The problem
How many lines in the material below contain the string "rock"? Reply with the number alone.

Provided material
======

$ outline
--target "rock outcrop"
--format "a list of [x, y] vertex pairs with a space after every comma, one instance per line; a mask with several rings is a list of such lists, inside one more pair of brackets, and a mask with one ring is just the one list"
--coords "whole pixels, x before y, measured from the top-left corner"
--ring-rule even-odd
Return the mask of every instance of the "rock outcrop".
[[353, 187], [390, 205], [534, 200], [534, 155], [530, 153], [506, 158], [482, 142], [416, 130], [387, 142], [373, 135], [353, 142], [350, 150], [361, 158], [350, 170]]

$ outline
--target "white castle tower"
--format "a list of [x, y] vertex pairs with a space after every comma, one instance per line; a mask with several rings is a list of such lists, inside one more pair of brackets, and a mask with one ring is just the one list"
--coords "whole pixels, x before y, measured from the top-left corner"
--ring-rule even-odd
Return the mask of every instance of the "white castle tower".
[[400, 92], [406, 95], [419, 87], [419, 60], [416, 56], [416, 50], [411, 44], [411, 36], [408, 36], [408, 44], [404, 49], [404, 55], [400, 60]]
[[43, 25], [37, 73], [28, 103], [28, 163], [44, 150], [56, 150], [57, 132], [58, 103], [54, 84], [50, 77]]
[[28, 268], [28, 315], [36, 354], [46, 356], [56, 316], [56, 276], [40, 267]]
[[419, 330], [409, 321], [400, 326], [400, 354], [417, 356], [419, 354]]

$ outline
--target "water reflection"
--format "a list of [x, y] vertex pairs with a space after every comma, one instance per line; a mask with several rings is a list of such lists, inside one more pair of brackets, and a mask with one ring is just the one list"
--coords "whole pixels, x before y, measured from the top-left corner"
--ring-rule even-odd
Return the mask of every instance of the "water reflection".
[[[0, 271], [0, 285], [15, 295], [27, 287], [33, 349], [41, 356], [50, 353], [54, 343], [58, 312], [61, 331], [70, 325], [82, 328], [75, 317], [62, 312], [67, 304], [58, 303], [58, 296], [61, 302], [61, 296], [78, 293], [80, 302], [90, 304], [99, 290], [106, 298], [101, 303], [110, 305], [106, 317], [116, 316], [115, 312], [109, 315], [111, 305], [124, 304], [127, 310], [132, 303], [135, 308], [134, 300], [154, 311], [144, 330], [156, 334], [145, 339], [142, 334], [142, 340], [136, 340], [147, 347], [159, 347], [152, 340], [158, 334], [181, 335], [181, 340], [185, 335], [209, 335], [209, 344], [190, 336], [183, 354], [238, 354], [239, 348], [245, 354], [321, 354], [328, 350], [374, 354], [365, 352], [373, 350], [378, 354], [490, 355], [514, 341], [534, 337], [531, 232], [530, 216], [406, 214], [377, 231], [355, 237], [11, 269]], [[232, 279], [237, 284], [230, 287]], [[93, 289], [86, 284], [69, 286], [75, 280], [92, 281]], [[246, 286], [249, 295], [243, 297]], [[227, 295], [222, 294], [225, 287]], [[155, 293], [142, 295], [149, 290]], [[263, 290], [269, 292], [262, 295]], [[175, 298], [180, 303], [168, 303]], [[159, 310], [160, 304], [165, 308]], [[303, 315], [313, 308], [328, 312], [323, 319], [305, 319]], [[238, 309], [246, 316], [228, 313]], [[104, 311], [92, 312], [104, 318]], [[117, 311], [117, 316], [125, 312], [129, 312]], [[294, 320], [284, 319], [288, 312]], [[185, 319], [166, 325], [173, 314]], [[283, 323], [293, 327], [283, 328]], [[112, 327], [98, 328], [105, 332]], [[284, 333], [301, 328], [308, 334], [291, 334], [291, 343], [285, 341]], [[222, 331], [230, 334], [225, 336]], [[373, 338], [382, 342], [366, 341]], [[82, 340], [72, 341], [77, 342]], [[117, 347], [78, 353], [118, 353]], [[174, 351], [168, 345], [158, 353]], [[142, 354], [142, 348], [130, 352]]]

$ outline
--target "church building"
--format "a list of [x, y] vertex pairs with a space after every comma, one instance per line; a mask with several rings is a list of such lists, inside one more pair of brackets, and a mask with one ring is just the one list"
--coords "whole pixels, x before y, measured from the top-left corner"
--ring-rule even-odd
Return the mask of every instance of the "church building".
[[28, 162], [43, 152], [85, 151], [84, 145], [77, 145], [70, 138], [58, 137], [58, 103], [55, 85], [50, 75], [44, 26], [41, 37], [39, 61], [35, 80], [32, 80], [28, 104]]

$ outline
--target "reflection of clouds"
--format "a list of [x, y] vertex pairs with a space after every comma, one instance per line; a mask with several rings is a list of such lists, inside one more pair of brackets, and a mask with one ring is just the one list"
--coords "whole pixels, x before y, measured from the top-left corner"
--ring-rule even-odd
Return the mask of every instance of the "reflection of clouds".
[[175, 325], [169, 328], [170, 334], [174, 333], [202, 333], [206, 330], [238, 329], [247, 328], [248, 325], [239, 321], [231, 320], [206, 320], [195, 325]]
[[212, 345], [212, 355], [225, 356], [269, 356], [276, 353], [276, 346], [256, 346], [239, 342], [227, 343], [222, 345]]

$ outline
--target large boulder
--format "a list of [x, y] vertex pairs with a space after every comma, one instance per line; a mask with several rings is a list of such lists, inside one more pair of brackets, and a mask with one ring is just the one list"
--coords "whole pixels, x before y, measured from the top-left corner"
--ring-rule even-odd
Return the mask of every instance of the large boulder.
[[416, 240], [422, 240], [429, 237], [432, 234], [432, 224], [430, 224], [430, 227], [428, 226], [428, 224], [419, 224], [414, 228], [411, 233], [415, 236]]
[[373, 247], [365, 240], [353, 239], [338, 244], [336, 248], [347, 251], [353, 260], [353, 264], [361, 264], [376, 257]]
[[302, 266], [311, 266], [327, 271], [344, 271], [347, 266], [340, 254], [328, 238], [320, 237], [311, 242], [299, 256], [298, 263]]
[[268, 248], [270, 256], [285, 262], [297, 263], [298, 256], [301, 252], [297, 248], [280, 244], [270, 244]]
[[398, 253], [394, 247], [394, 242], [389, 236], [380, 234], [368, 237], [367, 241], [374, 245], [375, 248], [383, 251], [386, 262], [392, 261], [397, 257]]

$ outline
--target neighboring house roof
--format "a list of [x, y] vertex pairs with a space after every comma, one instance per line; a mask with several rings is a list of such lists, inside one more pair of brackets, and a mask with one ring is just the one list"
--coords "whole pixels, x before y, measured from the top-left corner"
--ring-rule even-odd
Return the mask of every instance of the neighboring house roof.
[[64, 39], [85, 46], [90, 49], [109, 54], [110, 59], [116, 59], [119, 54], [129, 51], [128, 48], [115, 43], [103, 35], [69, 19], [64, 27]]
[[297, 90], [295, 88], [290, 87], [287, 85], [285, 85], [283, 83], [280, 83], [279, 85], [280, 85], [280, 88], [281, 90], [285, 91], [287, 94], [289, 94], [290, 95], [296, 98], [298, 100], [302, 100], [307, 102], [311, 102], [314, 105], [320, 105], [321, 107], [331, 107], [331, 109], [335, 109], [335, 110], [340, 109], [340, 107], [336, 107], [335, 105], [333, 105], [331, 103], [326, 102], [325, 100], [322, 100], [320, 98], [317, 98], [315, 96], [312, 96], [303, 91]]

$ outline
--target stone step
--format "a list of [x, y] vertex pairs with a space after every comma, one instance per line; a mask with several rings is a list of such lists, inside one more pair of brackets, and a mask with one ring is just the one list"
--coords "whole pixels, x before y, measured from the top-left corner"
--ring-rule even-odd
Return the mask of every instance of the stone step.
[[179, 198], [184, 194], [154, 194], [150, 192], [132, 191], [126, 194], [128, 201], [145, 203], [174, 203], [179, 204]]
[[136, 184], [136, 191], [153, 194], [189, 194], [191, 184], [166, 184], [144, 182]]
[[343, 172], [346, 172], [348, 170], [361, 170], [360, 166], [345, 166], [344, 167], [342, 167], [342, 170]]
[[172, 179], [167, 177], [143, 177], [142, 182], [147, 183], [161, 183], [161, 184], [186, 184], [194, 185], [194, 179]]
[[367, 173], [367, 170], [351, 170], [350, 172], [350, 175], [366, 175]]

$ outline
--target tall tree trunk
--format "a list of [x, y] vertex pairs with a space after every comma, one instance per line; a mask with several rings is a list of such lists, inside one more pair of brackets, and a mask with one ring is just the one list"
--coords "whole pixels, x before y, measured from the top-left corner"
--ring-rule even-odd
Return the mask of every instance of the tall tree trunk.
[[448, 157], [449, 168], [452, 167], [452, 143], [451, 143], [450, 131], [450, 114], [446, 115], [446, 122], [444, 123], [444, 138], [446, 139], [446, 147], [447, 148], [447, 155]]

======

Task solution
2